-- BEGIN --

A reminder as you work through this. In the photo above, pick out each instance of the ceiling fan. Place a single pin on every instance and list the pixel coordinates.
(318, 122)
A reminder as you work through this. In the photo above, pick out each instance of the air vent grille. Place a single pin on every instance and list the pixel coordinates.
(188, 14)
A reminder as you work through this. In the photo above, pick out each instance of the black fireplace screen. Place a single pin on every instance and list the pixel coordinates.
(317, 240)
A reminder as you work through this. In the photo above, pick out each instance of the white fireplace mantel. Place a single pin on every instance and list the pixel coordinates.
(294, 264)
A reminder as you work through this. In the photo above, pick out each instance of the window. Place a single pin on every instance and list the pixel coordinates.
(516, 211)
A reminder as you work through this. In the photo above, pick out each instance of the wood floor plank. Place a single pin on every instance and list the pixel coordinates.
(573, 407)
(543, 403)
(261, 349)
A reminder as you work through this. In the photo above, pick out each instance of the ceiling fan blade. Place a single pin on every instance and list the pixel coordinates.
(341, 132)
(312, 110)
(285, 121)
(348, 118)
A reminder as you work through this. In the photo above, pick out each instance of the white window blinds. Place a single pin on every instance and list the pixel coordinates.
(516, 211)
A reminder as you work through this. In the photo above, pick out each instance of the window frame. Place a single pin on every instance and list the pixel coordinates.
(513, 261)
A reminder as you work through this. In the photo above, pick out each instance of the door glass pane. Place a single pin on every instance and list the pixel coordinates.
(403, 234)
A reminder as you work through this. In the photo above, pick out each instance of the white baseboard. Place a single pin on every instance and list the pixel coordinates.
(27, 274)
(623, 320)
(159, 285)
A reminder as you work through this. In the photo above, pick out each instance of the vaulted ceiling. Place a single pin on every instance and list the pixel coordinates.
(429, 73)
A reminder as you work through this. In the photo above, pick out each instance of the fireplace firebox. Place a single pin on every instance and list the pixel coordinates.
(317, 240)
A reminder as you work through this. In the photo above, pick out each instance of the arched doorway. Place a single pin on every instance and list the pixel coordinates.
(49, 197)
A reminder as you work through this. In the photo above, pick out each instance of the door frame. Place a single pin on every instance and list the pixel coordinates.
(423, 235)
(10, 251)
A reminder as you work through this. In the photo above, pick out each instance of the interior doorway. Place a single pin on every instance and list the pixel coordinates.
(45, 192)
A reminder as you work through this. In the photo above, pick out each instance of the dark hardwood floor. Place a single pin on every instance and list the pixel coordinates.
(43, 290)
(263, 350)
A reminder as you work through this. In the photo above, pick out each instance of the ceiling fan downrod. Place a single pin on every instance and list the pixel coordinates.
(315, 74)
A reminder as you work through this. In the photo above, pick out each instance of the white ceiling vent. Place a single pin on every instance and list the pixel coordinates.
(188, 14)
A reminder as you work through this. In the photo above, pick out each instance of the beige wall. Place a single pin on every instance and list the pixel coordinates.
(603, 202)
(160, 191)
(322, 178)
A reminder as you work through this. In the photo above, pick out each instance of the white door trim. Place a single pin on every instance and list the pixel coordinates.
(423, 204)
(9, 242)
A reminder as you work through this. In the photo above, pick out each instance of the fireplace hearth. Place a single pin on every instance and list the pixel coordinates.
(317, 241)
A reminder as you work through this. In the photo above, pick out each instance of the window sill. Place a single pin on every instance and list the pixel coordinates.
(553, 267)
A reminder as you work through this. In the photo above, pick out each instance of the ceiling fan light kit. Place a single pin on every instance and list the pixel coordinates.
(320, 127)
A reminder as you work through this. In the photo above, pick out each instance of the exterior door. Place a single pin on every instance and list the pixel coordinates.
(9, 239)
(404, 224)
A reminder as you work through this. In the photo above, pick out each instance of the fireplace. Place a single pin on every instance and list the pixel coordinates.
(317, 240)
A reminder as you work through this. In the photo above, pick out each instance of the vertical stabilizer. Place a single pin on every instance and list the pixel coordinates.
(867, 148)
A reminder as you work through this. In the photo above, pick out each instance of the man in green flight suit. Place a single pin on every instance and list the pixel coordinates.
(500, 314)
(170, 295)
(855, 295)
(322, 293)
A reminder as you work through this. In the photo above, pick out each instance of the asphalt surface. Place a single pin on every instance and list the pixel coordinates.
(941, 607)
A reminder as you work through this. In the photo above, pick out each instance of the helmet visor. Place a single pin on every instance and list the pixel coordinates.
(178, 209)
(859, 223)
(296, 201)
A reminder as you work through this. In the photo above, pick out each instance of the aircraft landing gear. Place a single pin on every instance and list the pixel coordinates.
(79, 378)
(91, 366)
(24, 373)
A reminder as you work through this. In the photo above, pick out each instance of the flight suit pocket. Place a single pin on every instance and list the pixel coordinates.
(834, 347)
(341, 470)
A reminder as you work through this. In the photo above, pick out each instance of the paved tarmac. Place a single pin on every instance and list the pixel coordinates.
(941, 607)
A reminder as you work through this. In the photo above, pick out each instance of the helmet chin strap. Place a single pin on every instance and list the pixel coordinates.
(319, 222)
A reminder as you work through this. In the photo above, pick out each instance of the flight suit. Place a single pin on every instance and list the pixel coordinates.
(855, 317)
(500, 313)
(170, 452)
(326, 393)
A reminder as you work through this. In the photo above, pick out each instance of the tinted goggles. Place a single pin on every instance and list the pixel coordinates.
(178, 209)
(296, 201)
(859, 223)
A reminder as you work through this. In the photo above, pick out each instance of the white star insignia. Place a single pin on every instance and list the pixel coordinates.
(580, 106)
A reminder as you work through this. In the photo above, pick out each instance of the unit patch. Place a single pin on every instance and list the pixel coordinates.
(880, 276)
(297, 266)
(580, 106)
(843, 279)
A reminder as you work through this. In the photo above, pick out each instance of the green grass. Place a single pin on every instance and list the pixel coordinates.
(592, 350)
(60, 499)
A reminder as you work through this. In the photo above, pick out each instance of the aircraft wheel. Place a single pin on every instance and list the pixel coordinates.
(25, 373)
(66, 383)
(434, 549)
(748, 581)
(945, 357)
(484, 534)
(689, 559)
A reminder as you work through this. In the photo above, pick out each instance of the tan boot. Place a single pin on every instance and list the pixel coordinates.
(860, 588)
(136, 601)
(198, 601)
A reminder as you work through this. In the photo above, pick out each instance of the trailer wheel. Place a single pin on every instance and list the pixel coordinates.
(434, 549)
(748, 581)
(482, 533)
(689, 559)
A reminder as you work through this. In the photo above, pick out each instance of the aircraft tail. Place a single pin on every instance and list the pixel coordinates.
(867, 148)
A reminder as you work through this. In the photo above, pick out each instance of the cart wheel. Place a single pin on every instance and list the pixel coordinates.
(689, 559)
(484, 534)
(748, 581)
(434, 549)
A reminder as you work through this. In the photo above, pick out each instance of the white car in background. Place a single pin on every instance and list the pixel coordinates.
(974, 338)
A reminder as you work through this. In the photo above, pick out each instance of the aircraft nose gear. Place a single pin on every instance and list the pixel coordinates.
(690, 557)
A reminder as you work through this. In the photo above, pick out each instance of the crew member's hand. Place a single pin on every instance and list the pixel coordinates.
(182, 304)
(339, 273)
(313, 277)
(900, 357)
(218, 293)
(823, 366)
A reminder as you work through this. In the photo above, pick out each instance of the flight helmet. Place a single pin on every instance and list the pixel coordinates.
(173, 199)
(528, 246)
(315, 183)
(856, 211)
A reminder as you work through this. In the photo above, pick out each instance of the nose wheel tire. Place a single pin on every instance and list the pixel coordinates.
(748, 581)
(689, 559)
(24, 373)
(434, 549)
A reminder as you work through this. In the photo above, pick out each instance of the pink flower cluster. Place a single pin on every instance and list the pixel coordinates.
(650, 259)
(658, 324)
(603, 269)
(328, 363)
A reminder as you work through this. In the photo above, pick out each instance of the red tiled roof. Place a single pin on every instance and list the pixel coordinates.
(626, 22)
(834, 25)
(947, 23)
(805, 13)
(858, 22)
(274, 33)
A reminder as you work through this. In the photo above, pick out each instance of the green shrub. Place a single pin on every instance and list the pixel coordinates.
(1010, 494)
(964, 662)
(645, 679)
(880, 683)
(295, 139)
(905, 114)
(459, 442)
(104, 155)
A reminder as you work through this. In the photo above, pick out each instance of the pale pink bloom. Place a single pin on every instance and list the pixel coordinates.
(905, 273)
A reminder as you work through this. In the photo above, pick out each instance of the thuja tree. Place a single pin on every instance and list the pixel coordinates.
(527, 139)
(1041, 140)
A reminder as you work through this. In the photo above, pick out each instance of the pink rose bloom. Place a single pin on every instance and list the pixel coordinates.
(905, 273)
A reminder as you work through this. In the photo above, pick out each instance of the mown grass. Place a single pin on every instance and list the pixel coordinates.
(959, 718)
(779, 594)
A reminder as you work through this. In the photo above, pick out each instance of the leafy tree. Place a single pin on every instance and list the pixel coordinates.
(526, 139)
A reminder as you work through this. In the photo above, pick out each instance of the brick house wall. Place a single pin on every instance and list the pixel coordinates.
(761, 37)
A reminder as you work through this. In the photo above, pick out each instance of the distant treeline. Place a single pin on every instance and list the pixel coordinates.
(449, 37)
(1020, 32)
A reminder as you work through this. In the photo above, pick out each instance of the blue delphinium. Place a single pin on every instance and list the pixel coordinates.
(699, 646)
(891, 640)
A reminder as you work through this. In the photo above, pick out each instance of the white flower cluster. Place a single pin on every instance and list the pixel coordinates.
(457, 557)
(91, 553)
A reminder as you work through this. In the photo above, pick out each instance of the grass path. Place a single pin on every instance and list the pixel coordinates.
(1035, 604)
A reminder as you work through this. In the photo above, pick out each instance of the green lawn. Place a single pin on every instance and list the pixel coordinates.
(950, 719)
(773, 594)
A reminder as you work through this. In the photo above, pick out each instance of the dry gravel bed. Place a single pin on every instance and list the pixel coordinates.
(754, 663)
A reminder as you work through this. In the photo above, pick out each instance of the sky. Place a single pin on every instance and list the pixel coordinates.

-- END --

• To be done:
Copy the lines from the one containing "the dry gravel" through the end of the records, keeping every line, and shift each coordinate in the answers by adding 45 to both of its numbers.

• Output for this task:
A reminder as you work through this. In the photo above, pick out each instance of the dry gravel bed. Place a single pin on every instance and list the pixel coordinates.
(799, 708)
A reminder as you work through this. In the photo above, pick out each instance of the sky. Place a single pin on every instance and list the pixel coordinates.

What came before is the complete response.